* Task details *
Reproduce the passage on bias in medicine, starting with "While the focus" and going on through "in the article.", and substitute "clinician" for "physician".

While the focus recently has been on the twitter phrase, “black lives matter,” as a physician it is important to underscore the premise that all lives matter. Understandably, the amplitude of voices has increased over the past several months following the tragic deaths of unarmed black men – staunch reminders that implicit bias has had a role in shaping our country, our politics, and our hearts since the birth of our nation.
Academic medicine is certainly not exempt from such bias, with the recent perspective in the NEJM, Bias, Black Lives, and Academic Medicine, leaving the reader with an underlying sense of helplessness, considering the lack of diversity highlighted in the article.
In the article, the authors describe the staged “White Coats for Black Lives” die-ins that occurred this past December across 70 US medical schools, including the University of Pennsylvania, deliberately modeled after the recent nationwide protests. The authors highlighted the role that implicit bias serves in the care of patients and the education of our students. By understanding our own biases as it relates to others that have different perspectives, we become enlightened professionals who are better able to serve and understand the needs of others. So what is it that we as individuals can do to make a difference on a daily basis?
The underlying issues contributing to our current conversations about justice are decades old. I recall stories about my father, a Tuskegee Airman, coming home after serving in World War II not being able to enter certain businesses in New Orleans in places where German Prisoners of War were welcomed. Since the Civil Rights Act was passed in 1964, there has been greater attention paid to rectifying the inequities in our communities. Income inequality is a core contributor to this uneven playing field. Unfortunately, the socioeconomic gap among ethnic groups continues to deepen the chasm that separates segments of our society. While we are not in a position as individuals to rekindle and address the War on Poverty, we can do our part in our professional and personal lives to mitigate the socioeconomic gaps. In addition to ameliorating SES gaps, it is also important to consider the broader picture. For instance, the NEJM article highlights important data from the 2002 IOM report, which, concluded that for nearly every disease studied, black Americans received less effective care than white Americans, disparities that persisted even when matching SES and insurance status.

* Given data *
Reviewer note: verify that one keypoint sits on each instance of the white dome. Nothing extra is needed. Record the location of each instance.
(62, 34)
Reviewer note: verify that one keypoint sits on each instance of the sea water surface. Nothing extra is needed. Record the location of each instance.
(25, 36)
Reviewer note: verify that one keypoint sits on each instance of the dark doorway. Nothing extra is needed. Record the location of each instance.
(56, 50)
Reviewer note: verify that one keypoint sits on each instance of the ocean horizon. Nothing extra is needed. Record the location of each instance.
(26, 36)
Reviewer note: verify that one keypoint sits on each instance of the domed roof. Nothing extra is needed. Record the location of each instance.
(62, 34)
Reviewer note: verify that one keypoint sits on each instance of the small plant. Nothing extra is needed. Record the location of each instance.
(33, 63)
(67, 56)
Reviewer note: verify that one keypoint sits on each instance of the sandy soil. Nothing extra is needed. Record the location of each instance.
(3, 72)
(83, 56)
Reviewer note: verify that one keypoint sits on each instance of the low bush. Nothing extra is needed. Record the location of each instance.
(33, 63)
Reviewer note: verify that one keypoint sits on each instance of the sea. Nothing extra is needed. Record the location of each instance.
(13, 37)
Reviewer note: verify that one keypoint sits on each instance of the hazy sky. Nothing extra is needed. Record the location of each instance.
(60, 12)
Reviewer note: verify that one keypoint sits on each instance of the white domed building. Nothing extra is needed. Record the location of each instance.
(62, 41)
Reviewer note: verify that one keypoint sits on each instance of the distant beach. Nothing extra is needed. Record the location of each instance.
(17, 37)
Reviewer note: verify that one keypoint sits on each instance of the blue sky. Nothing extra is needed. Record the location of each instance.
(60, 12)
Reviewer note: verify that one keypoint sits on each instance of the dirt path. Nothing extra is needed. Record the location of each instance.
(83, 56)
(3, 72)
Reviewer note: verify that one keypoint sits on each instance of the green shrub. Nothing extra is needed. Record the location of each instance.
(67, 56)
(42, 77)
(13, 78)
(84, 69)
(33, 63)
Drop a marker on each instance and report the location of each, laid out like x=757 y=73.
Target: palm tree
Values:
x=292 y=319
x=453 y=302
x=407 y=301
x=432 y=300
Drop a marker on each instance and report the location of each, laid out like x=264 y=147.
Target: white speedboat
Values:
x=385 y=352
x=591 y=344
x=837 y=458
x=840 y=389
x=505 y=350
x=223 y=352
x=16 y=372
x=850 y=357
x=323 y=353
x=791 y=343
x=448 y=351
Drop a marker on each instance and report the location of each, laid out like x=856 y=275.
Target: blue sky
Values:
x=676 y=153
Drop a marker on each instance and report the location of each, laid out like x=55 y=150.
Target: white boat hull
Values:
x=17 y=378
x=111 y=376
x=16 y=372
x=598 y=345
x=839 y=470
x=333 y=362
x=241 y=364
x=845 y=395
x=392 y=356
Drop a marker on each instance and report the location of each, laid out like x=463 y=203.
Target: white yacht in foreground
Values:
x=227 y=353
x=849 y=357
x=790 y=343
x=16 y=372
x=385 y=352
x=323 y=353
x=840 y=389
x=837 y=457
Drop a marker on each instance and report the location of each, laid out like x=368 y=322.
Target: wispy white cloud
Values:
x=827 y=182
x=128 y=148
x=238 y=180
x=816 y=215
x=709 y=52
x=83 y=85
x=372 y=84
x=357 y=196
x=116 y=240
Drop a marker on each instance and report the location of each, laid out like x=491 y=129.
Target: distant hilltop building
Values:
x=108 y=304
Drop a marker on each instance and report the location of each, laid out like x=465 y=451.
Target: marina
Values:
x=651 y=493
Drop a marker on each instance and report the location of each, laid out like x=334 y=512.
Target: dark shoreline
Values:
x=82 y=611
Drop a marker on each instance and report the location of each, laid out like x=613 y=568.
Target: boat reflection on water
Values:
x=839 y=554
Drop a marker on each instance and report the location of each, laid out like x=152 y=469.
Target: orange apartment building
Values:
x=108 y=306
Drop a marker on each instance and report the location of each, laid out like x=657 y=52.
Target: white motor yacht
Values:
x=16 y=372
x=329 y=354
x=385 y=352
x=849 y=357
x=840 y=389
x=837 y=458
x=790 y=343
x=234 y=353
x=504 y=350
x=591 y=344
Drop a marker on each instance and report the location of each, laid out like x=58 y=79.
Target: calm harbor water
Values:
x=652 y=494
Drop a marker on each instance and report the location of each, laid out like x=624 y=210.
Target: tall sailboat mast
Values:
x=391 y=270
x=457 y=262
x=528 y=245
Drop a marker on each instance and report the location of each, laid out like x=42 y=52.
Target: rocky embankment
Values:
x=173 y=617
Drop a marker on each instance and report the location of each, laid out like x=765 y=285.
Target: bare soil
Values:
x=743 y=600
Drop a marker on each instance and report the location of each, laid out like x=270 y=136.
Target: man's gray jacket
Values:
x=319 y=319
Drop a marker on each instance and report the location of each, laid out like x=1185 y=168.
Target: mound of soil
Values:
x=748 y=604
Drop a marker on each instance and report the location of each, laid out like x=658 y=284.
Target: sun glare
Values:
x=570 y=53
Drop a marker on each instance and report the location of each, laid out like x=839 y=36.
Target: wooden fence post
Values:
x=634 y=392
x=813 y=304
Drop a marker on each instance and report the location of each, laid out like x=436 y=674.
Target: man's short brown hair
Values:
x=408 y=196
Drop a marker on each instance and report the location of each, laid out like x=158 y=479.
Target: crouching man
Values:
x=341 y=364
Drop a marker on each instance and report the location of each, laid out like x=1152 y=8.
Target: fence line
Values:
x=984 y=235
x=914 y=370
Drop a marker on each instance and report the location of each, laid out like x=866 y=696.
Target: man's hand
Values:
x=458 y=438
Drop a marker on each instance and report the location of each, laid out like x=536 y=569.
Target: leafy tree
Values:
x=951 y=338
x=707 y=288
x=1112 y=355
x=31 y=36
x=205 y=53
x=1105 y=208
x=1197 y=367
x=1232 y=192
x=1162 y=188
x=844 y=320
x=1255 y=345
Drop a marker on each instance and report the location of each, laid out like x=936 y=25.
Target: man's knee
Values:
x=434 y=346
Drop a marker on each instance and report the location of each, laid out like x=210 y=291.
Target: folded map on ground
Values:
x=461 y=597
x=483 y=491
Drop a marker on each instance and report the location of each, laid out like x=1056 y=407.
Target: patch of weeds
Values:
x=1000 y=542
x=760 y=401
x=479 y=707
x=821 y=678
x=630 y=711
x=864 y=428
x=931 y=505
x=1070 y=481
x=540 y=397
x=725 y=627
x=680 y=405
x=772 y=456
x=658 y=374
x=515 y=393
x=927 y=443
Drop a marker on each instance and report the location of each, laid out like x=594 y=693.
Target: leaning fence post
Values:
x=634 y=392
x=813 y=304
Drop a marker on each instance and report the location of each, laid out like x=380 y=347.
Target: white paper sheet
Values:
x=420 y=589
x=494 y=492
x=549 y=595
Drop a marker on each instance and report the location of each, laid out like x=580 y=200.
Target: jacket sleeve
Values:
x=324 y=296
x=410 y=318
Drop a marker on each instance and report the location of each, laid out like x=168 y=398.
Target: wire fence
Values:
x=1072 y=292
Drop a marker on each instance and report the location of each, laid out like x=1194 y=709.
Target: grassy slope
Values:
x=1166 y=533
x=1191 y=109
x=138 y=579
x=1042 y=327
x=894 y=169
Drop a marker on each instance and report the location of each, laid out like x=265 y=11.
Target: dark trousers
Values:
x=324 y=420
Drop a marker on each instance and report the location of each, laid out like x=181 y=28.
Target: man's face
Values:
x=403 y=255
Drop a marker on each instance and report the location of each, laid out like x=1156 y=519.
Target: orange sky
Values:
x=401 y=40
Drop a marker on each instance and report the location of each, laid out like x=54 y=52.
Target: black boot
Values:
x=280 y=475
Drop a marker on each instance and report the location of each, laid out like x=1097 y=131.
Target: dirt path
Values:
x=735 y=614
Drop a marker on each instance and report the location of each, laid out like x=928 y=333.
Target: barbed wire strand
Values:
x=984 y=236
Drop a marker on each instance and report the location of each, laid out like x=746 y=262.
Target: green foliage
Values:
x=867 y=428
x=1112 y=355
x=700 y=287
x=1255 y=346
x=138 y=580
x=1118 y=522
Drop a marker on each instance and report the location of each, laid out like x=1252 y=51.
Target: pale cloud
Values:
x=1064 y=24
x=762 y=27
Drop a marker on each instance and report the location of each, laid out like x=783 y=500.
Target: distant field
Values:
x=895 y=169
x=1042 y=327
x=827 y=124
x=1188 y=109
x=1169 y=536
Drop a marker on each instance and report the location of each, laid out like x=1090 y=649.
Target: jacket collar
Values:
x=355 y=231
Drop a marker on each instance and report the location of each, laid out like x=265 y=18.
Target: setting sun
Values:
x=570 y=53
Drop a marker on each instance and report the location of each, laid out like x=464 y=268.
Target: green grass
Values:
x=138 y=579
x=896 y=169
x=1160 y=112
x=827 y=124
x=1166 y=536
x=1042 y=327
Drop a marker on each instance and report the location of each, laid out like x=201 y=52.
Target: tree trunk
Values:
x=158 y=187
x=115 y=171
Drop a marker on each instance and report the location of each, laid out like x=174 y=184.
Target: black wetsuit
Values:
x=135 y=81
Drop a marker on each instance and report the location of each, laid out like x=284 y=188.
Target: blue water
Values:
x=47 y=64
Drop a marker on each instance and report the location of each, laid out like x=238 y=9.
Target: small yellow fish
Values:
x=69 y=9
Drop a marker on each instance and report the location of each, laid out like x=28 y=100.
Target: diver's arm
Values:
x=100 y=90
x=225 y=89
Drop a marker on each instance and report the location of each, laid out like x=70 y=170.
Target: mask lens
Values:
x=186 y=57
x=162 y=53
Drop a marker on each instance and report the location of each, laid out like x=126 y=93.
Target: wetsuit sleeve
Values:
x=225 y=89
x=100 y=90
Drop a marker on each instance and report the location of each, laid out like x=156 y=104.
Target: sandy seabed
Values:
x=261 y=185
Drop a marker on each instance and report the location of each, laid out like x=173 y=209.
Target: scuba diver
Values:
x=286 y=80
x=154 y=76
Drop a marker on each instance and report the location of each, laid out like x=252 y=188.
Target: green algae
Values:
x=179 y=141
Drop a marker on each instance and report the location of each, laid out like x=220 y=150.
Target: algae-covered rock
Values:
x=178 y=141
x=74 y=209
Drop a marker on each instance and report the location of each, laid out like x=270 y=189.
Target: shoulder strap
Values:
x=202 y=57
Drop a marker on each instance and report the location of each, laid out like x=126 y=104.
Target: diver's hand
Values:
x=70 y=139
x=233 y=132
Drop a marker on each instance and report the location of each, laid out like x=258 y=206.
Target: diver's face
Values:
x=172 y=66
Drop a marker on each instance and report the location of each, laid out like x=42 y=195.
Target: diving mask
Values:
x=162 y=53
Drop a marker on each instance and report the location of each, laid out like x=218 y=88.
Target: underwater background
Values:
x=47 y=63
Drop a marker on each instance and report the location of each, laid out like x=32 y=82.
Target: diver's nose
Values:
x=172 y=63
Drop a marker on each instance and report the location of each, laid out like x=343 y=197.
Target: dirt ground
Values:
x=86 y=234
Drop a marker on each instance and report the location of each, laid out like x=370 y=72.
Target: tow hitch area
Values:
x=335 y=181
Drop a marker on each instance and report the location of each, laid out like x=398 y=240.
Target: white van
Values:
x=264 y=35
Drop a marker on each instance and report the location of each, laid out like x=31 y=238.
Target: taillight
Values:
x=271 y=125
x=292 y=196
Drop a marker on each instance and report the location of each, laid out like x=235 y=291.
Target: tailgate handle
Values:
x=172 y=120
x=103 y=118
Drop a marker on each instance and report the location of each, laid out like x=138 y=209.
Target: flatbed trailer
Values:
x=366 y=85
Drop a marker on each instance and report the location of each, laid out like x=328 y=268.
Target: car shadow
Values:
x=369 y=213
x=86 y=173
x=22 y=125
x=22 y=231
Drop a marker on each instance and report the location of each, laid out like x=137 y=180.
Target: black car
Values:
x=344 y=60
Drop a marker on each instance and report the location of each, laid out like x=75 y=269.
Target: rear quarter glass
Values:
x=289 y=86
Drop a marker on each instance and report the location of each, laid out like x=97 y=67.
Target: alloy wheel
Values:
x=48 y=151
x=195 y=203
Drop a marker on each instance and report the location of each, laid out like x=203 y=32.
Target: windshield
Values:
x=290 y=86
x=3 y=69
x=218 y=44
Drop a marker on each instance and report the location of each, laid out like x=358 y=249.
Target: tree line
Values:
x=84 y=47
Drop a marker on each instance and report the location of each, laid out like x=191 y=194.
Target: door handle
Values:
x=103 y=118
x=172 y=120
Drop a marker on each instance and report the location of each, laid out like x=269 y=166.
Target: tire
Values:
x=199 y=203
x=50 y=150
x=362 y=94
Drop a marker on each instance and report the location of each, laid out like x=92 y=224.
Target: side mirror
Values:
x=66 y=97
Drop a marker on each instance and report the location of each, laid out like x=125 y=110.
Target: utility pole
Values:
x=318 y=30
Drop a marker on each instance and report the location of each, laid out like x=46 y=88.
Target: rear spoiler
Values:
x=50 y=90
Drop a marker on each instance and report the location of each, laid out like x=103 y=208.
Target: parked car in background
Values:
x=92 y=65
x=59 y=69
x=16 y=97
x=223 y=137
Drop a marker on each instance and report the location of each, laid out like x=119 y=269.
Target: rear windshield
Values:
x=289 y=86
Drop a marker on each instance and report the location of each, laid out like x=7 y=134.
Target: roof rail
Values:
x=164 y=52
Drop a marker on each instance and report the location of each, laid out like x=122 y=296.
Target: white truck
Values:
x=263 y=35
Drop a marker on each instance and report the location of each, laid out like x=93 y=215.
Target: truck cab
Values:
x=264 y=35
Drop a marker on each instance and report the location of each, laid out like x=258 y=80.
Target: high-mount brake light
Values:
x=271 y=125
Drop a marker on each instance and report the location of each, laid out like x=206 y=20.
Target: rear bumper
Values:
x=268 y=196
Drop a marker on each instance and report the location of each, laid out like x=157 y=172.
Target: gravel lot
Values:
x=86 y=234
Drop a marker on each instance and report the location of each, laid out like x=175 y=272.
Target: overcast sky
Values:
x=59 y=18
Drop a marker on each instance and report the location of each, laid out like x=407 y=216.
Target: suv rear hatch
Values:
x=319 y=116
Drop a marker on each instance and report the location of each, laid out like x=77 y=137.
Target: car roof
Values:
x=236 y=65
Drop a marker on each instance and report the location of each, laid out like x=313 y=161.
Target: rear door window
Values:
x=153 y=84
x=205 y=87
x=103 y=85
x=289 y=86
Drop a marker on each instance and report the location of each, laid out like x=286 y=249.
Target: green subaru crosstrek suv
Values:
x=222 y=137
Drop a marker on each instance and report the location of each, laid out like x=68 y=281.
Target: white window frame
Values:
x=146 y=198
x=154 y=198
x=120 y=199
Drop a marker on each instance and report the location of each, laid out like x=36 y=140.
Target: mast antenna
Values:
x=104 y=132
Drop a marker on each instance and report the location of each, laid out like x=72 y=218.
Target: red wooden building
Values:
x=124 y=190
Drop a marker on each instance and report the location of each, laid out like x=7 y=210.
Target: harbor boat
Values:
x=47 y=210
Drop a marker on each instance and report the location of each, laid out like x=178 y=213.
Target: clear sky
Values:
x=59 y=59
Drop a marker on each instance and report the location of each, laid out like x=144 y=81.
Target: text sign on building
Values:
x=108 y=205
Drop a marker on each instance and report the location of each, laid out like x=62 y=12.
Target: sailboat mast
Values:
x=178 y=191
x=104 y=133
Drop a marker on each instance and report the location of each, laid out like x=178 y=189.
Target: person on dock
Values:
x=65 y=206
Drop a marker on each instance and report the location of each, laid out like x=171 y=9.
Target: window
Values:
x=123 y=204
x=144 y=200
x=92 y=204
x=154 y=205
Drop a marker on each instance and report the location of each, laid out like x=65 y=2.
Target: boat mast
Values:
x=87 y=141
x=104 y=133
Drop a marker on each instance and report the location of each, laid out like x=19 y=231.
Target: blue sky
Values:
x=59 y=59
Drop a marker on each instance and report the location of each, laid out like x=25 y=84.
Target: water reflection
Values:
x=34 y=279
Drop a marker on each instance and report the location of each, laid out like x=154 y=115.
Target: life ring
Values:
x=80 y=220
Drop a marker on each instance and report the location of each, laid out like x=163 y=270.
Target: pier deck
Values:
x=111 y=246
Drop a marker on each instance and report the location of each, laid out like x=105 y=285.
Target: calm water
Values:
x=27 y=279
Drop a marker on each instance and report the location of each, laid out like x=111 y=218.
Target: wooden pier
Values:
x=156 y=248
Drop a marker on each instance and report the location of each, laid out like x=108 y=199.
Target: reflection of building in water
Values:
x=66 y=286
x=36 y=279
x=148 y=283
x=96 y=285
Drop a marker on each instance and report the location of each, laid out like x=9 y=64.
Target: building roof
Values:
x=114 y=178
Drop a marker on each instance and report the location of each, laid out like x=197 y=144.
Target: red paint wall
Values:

* Solution for this problem *
While the focus recently has been on the twitter phrase, “black lives matter,” as a clinician it is important to underscore the premise that all lives matter. Understandably, the amplitude of voices has increased over the past several months following the tragic deaths of unarmed black men – staunch reminders that implicit bias has had a role in shaping our country, our politics, and our hearts since the birth of our nation.
Academic medicine is certainly not exempt from such bias, with the recent perspective in the NEJM, Bias, Black Lives, and Academic Medicine, leaving the reader with an underlying sense of helplessness, considering the lack of diversity highlighted in the article.